> PROMPT A: Can you echo the piece on ADD and dyslexia word for word, everything from "ADD’ers and dyslexics" down to "all around them."?
> PROMPT B: How would you sum up the piece on ADD and dyslexia in two sentences?
> PROMPT C: In the piece on ADD and dyslexia, which words do dyslexics often substitute for each other because no picture is associated with them?

> EXCERPT TO READ:
....

ADD’ers and dyslexics are non-linear, intuitive learners who process information a thousand (some say thousands) of times faster than a neuro-typical person, because they think in images rather than words. (One of the biggest difficulties with dyslexia where reading is concerned is that they have trouble processing words that do not relate to an image. Is, or, the, and, but, if…are often substituted for each other as they have no picture associated with them.) People with ADD and dyslexia are both right brained thinkers who can easily establish complex connections and patterns without much conscious effort at all. Despite popular belief, people with ADD are actually able to focus intensely on a subject for great lengths of time, IF they find the subject compelling enough to shut out the distractions they are acutely aware of, all around them.

ADD and dyslexia are not diseases, they are differences in the way the brain processes information and the parts of the brain used to process information. People with ADD and dyslexia are not sick, their brains just work differently. A psychiatrist explained it to me this way. The ADD brain is actually older, from an evolutionary standpoint, than the neuro-typical brain. When we were hunter gatherers the ADD brain was necessary for survival, noticing everything at once, hyper alert, able to zero in on and focus on a singular detail in the environment. When we moved as a species from hunting to agriculture, the executive functions of the brain began to evolve. Executive functions deal with planning, verbal reasoning, inhibition, etc. The linear thinking mind became a distinct advantage in planning crop planting times and rotations for example.

It seems to me, the neuro-typical brain is in greater abundance, because it was genetically beneficial…at the time. But, what about now? Is evolution beginning to favor the older right thinking brain?

Computers “learn” the same way people with ADD and dyslexia learn, intuitively. In addition, dyslexics are able to construct three dimensional images in their heads. These abilities make both the ADD’er and the dyslexic uncommonly good with computers. As computers and visual communication become more and more relevant in our fast paced world, will dyslexics and people with ADD have a leg up?

Further, is the ADD / dyslexic mind closer to knowing itself? Free of inhibition, to a greater degree than the neuro-typical mind, and the nay saying rationale of executive function, is the right thinking brain more open to greater truths about itself and the world at large?

I was reading a friend’s blog the other day and stumbled across this quote by Jung relating to dreams:

The evolutionary stratification of the psyche is more clearly discernible in the dream than in the conscious mind. In the dream the psyche speaks in images, and gives expression to instincts that derive from the primitive levels of nature. Therefore, through the assimilation of unconscious contents, the momentary life of consciousness can once more be brought into harmony with the law of nature…and the person can be led back to the natural law of his own being. JUNG – CW 16 para 351

According to Jung, the person with ADD / dyslexia speaks the same language as the human psyche. Wouldn’t it be easier to “be led back to the natural law” if we understood the language in which the law was written?

....

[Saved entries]
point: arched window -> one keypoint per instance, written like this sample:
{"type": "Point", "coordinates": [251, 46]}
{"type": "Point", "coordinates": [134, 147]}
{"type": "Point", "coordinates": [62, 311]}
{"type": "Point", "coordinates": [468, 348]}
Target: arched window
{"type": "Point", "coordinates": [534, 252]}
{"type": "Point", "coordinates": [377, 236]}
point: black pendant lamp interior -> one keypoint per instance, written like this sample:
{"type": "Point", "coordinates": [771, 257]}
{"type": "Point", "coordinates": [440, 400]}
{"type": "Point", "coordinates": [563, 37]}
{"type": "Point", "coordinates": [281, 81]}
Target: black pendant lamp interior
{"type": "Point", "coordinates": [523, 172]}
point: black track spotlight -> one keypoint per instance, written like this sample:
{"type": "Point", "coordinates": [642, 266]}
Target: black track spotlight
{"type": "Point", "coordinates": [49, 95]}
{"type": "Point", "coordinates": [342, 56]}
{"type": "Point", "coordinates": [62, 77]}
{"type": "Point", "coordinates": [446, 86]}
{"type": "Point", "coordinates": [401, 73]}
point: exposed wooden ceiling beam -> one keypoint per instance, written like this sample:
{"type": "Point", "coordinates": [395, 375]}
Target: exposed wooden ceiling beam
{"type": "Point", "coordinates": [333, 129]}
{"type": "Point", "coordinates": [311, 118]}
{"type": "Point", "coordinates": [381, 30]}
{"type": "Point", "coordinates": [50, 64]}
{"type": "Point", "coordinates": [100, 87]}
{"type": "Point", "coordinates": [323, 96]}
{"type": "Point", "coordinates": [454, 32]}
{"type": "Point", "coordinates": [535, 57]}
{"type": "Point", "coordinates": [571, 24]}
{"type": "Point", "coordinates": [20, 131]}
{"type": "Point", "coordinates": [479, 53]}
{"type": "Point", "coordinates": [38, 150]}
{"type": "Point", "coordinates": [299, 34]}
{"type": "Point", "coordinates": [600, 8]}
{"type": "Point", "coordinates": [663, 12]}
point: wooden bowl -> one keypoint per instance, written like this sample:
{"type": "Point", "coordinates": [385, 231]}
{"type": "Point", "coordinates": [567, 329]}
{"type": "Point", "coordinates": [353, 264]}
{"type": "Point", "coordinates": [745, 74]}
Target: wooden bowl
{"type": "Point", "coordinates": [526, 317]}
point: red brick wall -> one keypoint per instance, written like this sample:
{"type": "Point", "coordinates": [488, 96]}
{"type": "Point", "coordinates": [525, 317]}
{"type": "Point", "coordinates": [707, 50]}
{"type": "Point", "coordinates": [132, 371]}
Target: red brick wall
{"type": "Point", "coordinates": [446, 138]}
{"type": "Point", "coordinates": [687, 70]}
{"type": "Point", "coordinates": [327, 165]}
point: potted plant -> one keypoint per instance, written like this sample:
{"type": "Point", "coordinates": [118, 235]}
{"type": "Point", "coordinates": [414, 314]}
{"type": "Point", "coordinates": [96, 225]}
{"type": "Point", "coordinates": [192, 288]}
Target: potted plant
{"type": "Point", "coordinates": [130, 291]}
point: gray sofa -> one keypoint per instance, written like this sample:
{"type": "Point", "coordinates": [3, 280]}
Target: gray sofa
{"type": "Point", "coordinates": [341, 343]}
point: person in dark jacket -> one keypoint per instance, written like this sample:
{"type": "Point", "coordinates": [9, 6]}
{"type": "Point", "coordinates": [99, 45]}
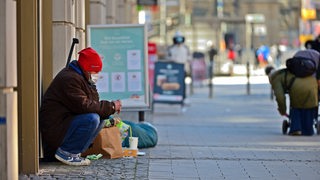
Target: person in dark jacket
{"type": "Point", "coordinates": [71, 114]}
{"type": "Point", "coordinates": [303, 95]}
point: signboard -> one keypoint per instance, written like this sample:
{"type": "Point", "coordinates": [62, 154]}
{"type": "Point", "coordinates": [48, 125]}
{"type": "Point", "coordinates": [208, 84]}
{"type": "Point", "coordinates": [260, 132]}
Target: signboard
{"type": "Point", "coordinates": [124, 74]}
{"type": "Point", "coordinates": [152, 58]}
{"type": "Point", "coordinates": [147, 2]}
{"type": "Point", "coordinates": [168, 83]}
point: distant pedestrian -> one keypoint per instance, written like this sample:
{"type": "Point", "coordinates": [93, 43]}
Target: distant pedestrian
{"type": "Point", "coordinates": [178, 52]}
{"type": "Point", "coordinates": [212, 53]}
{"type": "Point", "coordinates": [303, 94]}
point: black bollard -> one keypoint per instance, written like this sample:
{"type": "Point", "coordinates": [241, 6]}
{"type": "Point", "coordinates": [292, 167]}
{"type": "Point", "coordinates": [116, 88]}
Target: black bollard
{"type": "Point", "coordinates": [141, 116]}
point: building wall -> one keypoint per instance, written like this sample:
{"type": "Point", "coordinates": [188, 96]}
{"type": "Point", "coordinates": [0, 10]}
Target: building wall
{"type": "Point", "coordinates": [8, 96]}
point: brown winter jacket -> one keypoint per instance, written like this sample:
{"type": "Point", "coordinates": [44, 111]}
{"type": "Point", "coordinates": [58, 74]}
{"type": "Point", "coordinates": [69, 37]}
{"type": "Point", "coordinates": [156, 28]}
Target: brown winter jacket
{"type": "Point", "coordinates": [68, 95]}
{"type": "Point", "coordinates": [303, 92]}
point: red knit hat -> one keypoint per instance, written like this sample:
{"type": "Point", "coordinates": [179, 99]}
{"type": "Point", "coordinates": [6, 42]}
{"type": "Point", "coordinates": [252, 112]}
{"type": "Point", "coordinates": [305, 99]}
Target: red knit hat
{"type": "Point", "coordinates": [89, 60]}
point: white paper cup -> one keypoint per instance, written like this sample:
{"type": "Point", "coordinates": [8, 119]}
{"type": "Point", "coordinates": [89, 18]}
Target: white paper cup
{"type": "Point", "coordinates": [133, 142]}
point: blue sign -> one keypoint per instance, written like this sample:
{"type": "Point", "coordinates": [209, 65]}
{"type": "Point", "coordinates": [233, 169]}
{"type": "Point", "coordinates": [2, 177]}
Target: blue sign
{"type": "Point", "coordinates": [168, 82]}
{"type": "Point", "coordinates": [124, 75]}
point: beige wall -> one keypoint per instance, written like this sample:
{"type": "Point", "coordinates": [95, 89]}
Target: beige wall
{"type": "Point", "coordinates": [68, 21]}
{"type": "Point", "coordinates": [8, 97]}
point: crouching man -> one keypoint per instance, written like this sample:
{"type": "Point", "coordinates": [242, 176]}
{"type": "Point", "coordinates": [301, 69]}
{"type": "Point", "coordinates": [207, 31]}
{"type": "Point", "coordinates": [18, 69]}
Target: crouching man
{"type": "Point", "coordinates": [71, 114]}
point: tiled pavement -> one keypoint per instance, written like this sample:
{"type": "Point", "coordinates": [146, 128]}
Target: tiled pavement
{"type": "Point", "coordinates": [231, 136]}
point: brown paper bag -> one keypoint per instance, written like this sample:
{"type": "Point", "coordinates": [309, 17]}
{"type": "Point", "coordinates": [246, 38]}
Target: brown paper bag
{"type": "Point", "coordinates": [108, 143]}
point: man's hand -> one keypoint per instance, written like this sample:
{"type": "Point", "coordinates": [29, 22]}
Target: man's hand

....

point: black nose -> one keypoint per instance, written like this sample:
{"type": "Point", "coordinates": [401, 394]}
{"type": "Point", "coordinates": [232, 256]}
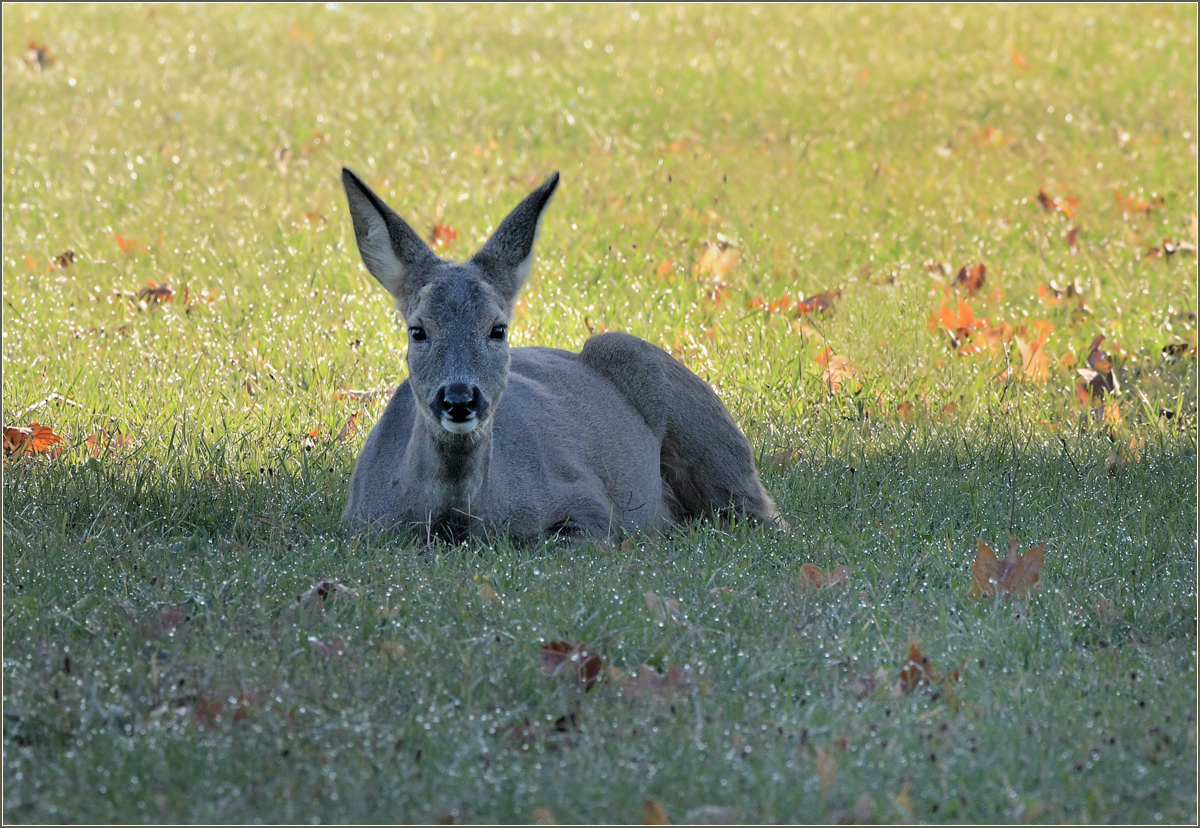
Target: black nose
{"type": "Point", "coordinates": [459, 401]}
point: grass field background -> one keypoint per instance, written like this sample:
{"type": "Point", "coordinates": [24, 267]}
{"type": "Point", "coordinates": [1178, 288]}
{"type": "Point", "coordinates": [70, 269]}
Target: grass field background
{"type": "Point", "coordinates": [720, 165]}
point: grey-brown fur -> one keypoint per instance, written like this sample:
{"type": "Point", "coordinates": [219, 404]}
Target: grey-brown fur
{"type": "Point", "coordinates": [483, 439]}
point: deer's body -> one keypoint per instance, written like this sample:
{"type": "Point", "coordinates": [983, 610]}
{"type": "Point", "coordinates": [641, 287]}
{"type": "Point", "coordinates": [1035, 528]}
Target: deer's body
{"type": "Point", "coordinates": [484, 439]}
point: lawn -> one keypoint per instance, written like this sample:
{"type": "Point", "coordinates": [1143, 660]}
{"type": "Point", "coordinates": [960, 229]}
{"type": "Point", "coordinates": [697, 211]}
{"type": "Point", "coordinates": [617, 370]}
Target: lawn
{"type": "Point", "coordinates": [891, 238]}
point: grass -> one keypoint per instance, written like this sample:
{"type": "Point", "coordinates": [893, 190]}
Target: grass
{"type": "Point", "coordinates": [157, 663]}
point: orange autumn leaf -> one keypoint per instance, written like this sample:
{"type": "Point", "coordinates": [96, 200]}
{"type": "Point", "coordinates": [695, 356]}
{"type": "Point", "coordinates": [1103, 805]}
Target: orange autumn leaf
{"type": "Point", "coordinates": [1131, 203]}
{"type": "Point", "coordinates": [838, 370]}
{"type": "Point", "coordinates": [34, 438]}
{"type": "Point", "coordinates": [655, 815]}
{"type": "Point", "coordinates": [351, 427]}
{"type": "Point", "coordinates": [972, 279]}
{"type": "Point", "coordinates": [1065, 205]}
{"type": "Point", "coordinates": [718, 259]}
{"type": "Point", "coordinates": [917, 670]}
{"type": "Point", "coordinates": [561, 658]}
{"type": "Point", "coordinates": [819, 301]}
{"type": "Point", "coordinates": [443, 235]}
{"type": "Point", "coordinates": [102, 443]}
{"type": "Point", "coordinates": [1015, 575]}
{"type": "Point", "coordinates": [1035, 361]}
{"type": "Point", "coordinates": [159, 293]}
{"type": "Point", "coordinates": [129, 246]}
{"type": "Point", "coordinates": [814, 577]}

....

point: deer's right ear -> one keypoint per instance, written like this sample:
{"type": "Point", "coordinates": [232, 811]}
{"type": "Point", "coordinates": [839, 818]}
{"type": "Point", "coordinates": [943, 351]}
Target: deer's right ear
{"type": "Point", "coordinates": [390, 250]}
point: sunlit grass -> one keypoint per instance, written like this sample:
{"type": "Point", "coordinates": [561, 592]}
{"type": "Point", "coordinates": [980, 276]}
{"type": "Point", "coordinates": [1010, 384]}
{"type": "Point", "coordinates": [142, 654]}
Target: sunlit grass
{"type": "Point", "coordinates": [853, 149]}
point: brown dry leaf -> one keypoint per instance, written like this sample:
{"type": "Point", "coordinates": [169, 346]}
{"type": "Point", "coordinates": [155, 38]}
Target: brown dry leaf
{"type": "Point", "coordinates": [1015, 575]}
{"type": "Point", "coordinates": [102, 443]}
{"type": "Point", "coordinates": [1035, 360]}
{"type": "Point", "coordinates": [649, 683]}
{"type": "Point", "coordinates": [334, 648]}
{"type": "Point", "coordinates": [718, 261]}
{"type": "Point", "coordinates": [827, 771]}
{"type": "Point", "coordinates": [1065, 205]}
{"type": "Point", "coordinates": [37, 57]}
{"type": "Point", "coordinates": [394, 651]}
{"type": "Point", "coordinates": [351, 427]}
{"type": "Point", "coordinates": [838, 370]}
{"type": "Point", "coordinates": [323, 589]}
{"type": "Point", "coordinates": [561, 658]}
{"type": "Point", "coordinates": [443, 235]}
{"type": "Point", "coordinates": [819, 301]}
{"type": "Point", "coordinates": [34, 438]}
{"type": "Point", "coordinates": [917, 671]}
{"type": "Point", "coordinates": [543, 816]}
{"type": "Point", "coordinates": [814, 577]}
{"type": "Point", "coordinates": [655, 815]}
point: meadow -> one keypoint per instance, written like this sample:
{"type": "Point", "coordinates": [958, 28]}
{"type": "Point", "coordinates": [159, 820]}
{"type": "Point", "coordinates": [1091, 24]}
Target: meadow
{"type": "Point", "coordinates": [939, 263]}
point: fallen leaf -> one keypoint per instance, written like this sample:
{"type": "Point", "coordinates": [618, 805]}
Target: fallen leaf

....

> WRITTEN ANSWER A:
ADD’ers and dyslexics are non-linear, intuitive learners who process information a thousand (some say thousands) of times faster than a neuro-typical person, because they think in images rather than words. (One of the biggest difficulties with dyslexia where reading is concerned is that they have trouble processing words that do not relate to an image. Is, or, the, and, but, if…are often substituted for each other as they have no picture associated with them.) People with ADD and dyslexia are both right brained thinkers who can easily establish complex connections and patterns without much conscious effort at all. Despite popular belief, people with ADD are actually able to focus intensely on a subject for great lengths of time, IF they find the subject compelling enough to shut out the distractions they are acutely aware of, all around them.

> WRITTEN ANSWER B: ADD and dyslexia are described not as diseases but as differences in how the brain processes information: people with them are intuitive, right-brained learners who think in images, and a psychiatrist's account traces the ADD brain to a hunter-gatherer past that came before the brain's executive functions evolved. The piece asks whether evolution may now favor this way of thinking in a world of computers and visual communication, and it cites Jung to suggest that such minds speak the same image-based language as the human psyche.

> WRITTEN ANSWER C:
- is
- or
- the
- and
- but
- if